● **Do this**
Rescale the listing from its start up to and including the line with "649 671 L 641", repeating every line, requests included, with each coordinate in the answer outlines multiplied by 1.05 and rounded to a whole number, halves rounded up. Leave the numbers in the requests and their format samples unchanged.

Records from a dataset
= = = =

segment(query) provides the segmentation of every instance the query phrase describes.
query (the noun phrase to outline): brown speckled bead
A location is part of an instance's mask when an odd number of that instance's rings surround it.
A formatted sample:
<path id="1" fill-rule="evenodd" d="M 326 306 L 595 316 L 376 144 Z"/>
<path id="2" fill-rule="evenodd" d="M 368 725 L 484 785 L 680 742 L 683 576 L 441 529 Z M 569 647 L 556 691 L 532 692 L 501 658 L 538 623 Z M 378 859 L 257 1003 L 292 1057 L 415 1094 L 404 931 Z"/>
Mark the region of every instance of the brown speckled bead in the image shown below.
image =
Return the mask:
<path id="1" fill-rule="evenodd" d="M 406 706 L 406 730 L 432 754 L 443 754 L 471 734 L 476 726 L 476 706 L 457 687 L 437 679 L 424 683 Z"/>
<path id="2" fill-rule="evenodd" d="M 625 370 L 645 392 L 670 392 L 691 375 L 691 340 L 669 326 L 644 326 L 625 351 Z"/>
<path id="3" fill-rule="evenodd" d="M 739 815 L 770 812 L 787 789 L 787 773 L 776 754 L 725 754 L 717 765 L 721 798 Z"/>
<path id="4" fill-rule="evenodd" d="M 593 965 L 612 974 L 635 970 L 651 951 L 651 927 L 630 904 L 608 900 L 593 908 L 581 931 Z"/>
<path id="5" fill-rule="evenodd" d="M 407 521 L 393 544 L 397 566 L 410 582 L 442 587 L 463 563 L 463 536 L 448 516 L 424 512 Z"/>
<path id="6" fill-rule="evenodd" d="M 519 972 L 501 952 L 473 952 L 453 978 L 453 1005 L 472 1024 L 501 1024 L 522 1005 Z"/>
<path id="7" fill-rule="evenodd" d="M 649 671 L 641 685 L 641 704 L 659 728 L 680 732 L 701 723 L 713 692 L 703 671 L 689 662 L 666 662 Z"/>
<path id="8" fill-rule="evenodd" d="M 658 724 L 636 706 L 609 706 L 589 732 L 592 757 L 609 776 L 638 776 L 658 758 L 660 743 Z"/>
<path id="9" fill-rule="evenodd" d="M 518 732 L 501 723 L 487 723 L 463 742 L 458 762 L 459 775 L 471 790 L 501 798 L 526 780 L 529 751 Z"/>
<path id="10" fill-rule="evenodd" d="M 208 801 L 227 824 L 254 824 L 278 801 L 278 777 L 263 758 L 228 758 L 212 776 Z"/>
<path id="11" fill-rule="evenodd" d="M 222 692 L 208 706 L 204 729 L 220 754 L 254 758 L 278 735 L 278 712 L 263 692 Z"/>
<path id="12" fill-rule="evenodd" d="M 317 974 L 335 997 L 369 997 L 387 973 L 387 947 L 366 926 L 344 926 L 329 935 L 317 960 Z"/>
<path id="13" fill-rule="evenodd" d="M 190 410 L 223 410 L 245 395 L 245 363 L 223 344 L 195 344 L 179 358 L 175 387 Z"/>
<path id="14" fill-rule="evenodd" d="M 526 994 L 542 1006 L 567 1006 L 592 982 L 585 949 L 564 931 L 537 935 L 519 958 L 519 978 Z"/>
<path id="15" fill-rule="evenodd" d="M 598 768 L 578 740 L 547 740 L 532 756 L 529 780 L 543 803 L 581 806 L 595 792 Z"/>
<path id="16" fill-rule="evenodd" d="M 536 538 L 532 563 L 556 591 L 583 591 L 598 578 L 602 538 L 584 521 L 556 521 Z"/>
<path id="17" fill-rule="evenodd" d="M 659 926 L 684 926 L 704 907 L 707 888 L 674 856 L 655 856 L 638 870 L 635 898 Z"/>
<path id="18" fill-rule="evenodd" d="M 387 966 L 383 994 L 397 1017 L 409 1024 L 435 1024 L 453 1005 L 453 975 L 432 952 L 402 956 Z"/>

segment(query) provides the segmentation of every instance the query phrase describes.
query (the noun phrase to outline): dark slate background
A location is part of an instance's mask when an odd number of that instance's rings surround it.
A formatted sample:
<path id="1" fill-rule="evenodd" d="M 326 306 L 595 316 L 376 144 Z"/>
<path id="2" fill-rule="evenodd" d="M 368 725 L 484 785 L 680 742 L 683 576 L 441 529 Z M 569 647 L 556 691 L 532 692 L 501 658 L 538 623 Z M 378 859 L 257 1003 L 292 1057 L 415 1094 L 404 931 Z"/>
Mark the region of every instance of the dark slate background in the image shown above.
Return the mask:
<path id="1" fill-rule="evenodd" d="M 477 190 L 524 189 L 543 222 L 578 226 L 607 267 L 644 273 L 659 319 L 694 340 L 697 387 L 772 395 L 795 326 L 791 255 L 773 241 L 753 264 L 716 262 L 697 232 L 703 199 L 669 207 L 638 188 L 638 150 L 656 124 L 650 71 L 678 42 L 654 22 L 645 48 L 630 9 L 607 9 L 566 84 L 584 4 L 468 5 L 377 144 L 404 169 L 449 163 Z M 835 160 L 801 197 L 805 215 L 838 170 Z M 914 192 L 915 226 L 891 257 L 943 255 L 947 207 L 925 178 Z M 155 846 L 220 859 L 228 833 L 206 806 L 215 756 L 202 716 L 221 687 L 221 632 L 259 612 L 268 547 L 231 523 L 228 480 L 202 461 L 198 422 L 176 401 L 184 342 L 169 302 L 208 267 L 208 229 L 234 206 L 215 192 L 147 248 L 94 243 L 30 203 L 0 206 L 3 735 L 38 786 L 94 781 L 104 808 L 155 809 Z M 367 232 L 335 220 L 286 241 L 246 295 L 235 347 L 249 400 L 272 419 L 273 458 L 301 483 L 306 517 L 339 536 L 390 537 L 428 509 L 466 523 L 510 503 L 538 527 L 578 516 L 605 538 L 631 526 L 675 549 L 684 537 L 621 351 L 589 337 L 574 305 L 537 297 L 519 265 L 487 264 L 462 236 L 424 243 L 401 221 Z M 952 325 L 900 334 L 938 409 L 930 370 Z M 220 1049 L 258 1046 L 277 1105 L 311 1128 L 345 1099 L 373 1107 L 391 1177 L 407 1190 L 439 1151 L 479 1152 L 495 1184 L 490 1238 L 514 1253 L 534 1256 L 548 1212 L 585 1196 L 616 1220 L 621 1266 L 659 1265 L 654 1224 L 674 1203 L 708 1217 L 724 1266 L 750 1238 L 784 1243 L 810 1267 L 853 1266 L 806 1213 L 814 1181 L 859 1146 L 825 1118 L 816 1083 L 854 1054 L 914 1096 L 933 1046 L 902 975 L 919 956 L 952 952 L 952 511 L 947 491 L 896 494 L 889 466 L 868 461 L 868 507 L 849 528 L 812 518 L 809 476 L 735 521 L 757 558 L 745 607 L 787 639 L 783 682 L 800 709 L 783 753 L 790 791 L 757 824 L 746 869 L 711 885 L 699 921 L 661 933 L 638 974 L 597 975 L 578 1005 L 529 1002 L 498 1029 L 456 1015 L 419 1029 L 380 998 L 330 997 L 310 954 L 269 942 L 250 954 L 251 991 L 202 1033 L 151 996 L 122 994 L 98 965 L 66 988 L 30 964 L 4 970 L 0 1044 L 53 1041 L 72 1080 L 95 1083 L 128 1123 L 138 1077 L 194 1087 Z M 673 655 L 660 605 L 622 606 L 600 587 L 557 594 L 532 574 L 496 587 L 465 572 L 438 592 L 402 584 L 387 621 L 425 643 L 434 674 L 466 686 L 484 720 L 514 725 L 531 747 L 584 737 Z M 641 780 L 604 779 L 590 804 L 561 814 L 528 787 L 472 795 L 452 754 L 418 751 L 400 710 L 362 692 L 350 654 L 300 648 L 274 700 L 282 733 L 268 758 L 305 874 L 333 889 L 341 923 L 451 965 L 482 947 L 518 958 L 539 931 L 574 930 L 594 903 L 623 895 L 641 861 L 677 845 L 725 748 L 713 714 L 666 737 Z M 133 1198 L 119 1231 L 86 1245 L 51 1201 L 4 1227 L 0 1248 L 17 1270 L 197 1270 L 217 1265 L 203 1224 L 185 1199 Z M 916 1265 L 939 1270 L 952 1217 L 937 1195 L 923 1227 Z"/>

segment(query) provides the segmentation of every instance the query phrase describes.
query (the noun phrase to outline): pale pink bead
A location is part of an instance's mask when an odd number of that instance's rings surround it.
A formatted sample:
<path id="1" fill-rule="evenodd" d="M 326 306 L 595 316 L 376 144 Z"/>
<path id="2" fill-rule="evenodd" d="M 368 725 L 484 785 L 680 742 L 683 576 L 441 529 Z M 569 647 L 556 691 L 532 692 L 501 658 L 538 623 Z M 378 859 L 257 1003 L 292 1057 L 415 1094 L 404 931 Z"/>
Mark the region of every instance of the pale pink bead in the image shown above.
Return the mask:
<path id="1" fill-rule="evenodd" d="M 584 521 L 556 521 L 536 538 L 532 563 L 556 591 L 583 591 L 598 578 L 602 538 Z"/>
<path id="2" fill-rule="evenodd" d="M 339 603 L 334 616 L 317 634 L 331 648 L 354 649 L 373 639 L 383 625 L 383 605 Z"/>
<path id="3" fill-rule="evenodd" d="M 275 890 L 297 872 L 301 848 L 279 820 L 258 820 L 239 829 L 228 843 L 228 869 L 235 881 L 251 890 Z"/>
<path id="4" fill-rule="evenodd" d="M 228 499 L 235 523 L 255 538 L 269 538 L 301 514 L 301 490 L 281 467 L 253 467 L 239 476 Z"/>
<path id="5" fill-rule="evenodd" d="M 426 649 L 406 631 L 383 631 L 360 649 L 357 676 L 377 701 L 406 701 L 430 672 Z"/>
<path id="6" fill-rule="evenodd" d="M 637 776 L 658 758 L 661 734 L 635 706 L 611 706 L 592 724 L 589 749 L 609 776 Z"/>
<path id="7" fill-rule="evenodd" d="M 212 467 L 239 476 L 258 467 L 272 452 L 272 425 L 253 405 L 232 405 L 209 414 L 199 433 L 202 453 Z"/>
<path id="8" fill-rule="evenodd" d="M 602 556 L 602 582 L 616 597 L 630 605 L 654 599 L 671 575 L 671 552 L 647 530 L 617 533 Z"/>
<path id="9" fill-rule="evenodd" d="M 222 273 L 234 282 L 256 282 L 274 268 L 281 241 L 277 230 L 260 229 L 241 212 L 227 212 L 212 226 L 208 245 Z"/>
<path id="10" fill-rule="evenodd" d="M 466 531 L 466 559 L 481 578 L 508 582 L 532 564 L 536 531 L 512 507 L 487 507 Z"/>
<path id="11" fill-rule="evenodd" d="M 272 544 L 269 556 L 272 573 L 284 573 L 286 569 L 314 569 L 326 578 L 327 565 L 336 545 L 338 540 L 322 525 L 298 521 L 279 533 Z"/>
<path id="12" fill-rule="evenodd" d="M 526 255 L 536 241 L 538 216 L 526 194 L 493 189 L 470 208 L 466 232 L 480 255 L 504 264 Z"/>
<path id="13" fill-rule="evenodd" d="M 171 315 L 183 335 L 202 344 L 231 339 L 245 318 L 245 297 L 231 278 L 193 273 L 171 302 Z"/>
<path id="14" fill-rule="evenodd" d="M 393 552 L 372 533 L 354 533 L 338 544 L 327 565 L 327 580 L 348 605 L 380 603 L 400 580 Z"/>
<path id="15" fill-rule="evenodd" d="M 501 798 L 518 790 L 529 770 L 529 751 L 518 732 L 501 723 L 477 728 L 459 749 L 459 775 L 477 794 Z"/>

= = = =

● **Result of this exercise**
segment(query) provides the segmentation of every instance the query phrase describes.
query (the noun phrase to outline): brown speckled bead
A location is part of an instance's mask when an odd number of that instance's rings surround it.
A formatted sample:
<path id="1" fill-rule="evenodd" d="M 326 306 L 595 316 L 376 144 Z"/>
<path id="2" fill-rule="evenodd" d="M 368 725 L 484 785 L 680 742 L 683 576 L 441 529 Z M 569 647 L 556 691 L 532 692 L 501 658 L 538 623 Z M 378 859 L 257 1003 L 292 1057 L 415 1094 L 404 931 Z"/>
Mark the region of every instance of the brown speckled bead in the image shown below.
image =
Return the mask:
<path id="1" fill-rule="evenodd" d="M 426 741 L 426 767 L 454 792 L 465 792 L 495 771 L 500 762 L 500 741 L 480 721 L 459 713 L 445 717 Z"/>
<path id="2" fill-rule="evenodd" d="M 656 389 L 677 412 L 704 412 L 726 394 L 726 357 L 702 342 L 676 342 L 656 369 Z"/>
<path id="3" fill-rule="evenodd" d="M 776 856 L 809 853 L 826 828 L 826 812 L 815 792 L 761 792 L 753 803 L 757 838 Z"/>
<path id="4" fill-rule="evenodd" d="M 623 1013 L 643 1023 L 667 1019 L 684 999 L 684 973 L 662 949 L 638 945 L 623 953 L 610 978 Z"/>
<path id="5" fill-rule="evenodd" d="M 427 547 L 413 571 L 417 594 L 431 611 L 464 616 L 486 591 L 486 563 L 470 542 L 445 538 Z"/>
<path id="6" fill-rule="evenodd" d="M 545 1021 L 526 1000 L 497 1000 L 476 1027 L 476 1055 L 496 1075 L 526 1075 L 548 1055 Z"/>
<path id="7" fill-rule="evenodd" d="M 681 705 L 673 719 L 673 739 L 692 764 L 714 769 L 736 759 L 749 727 L 738 705 L 723 695 L 699 695 Z"/>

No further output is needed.